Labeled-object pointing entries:
[Start]
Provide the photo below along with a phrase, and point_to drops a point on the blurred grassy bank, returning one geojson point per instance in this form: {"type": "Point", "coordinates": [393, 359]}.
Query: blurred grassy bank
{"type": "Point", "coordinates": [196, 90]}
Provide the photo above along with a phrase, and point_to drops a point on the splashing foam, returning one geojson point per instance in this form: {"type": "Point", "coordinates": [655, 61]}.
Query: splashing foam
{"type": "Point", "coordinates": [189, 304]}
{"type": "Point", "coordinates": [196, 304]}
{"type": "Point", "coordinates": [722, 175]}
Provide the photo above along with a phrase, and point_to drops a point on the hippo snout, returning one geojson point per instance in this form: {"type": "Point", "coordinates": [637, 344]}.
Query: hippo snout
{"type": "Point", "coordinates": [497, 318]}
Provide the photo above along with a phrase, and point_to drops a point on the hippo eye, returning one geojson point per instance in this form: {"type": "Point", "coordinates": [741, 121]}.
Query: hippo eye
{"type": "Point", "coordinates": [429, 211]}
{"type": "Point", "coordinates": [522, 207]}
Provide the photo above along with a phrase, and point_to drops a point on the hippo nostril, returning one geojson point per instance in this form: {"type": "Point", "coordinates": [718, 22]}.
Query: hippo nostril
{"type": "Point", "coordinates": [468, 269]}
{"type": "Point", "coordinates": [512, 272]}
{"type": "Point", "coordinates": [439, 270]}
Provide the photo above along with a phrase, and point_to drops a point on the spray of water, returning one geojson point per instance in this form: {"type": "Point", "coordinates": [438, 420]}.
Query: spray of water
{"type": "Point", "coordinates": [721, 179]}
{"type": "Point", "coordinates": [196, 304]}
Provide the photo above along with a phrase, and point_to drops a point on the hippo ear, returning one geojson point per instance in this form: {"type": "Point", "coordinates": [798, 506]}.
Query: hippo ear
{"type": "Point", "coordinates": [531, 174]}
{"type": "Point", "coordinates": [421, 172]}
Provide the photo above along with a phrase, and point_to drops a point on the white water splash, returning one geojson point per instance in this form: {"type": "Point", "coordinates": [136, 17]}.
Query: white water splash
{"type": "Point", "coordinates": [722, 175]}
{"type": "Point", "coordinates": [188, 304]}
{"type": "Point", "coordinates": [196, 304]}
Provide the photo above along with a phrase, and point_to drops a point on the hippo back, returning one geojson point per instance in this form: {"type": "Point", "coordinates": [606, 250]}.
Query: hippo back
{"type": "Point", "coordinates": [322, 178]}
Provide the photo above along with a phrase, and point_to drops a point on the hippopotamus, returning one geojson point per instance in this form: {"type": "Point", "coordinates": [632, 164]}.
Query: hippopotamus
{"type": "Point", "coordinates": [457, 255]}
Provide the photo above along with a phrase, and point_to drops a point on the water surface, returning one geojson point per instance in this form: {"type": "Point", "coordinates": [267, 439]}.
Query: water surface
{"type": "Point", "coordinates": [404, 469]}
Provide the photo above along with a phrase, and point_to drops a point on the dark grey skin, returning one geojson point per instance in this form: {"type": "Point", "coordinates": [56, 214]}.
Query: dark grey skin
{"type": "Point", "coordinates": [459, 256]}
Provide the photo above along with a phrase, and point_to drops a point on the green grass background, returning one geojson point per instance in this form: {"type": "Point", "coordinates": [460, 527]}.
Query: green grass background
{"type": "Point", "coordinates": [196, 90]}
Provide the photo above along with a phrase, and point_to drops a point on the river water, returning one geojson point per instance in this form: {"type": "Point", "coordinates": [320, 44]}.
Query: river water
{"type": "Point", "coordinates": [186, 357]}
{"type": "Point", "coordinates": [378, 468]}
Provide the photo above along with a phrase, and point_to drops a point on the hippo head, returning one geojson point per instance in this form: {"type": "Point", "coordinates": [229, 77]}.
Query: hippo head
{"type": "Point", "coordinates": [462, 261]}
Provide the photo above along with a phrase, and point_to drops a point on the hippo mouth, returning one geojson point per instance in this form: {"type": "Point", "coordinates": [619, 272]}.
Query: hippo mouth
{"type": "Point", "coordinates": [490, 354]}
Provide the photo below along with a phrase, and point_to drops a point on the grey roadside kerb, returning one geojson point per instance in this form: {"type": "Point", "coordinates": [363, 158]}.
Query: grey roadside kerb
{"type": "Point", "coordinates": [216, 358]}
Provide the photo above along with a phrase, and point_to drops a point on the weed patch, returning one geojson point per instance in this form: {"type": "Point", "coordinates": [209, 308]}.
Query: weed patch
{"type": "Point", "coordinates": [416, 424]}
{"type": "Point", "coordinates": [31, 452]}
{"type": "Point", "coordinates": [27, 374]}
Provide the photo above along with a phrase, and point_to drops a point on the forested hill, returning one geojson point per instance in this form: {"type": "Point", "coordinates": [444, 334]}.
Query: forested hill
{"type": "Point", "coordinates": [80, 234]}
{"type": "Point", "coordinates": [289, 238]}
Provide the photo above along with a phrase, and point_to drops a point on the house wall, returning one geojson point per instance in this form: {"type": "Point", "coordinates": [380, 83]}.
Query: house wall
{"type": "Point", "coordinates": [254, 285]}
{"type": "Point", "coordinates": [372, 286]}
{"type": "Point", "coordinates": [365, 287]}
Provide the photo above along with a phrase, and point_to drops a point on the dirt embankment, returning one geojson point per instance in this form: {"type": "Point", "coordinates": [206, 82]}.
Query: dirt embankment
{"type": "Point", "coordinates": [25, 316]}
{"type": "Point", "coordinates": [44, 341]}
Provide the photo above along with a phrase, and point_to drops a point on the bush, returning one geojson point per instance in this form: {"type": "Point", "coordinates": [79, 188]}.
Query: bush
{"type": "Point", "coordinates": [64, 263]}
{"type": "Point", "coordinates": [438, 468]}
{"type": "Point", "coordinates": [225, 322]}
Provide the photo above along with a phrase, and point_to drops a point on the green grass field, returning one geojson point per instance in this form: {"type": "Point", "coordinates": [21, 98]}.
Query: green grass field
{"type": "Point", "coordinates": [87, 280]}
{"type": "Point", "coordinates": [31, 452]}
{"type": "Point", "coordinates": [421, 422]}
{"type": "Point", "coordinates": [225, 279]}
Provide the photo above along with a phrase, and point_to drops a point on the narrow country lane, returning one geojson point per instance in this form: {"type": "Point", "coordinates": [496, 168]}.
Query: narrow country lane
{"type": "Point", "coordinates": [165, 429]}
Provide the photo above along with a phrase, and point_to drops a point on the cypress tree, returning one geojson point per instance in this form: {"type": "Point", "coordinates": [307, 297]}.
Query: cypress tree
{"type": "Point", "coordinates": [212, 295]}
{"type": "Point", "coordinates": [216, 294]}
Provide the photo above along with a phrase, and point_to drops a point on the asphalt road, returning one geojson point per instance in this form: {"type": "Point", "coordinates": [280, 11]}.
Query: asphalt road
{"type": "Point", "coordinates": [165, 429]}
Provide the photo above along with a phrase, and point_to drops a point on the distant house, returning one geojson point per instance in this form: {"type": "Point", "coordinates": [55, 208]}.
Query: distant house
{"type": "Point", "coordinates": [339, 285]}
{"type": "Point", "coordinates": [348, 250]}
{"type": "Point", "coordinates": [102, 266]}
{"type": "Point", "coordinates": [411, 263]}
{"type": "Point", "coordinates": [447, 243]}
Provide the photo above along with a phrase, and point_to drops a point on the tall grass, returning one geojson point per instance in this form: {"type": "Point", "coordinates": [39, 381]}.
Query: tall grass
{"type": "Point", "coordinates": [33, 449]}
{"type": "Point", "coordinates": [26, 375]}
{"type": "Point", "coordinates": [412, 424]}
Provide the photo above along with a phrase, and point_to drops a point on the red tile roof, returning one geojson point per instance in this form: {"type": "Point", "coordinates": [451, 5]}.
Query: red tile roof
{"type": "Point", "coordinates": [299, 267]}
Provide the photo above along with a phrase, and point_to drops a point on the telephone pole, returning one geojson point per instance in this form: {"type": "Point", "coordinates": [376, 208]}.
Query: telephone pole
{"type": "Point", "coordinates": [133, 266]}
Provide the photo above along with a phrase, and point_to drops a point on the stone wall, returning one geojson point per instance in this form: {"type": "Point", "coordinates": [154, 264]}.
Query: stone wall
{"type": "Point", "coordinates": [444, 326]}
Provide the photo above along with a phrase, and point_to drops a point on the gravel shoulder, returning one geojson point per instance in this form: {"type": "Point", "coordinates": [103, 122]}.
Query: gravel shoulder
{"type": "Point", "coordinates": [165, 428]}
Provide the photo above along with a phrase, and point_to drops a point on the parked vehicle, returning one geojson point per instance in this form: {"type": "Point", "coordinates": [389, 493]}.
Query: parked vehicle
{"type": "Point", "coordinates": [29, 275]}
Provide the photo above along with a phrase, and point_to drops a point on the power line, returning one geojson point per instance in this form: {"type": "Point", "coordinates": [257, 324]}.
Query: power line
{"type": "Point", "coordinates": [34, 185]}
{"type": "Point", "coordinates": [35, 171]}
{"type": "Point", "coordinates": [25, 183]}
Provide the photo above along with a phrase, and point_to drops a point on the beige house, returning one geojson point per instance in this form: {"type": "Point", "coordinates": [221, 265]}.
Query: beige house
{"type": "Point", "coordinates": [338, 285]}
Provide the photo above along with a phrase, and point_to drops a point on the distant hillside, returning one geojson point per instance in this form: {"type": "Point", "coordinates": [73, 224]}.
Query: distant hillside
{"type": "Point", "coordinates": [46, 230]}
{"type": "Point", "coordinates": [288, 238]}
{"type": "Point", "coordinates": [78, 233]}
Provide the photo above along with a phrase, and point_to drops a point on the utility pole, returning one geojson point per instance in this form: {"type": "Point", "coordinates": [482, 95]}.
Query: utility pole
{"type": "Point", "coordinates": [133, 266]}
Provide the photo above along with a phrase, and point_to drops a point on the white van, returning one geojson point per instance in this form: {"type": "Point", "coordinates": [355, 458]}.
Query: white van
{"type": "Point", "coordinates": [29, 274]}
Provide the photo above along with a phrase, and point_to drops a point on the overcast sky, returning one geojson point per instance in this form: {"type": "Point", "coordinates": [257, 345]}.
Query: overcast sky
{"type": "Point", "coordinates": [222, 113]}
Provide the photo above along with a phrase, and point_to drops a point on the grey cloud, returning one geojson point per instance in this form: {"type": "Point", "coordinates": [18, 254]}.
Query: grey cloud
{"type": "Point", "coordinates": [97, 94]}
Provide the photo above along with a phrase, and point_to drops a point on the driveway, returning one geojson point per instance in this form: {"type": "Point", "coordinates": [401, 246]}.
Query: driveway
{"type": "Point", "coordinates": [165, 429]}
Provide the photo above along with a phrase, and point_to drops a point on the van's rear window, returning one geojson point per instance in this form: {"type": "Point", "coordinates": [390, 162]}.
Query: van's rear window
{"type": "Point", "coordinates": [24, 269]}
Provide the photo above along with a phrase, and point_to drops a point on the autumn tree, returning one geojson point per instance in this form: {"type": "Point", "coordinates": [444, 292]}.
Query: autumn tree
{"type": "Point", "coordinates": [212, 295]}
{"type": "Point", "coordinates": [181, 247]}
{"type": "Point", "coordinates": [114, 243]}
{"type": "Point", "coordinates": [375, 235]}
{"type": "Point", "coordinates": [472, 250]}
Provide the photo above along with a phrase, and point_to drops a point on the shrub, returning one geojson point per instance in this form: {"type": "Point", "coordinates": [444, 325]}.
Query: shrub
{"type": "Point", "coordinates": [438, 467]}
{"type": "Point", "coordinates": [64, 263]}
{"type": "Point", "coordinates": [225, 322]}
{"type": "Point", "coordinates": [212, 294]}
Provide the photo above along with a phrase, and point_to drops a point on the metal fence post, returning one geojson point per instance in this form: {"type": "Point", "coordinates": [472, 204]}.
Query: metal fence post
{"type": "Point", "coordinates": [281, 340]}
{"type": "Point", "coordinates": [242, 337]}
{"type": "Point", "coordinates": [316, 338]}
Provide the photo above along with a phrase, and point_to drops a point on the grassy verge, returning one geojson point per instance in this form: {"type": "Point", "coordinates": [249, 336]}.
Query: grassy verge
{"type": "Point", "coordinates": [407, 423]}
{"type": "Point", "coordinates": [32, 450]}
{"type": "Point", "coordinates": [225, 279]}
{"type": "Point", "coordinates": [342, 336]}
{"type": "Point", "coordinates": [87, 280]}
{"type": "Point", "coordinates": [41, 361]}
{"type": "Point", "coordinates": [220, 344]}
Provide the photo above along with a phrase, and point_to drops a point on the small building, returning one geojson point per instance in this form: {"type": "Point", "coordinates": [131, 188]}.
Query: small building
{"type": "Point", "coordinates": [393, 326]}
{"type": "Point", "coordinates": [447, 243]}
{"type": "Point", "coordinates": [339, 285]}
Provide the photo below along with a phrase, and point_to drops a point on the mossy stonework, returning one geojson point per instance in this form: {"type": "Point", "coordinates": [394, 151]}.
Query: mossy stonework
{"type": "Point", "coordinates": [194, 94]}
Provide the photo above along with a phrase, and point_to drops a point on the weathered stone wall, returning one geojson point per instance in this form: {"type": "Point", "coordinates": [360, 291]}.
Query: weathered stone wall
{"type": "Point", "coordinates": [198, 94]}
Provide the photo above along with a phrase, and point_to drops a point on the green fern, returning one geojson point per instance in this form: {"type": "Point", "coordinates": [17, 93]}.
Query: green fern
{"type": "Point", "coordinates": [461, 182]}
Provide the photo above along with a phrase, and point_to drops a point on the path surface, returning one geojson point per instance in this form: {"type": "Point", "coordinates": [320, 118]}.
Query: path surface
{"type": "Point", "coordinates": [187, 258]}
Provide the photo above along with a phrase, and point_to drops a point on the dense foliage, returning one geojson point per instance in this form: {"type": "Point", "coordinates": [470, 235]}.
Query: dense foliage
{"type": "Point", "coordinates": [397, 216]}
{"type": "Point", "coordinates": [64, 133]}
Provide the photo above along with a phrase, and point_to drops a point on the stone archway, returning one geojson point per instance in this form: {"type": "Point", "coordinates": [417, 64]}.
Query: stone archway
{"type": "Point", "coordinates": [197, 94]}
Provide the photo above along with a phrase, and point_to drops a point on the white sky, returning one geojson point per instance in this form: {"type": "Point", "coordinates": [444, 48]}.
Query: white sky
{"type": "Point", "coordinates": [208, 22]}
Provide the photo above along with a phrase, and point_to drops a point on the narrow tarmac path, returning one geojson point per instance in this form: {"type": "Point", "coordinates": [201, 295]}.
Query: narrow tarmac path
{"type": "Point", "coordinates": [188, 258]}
[End]
To do
Transcribe word for word the lines from the one holding "stone archway, returning" to the last line of the listing above, inclusive.

Result
Provide the photo above along with a phrase, and point_to drops a point on the stone archway, returning one geojson point per instance in this form: {"type": "Point", "coordinates": [417, 64]}.
Query: stone archway
{"type": "Point", "coordinates": [197, 94]}
Provide the photo above along with a phrase, and point_to drops a point on the white sky, returning one geojson point per instance in this form: {"type": "Point", "coordinates": [444, 48]}.
Query: white sky
{"type": "Point", "coordinates": [208, 22]}
Provide the photo above along with a phrase, and point_to drops a point on the narrow tarmac path, returning one geojson point per instance in this form: {"type": "Point", "coordinates": [201, 295]}.
Query: narrow tarmac path
{"type": "Point", "coordinates": [188, 258]}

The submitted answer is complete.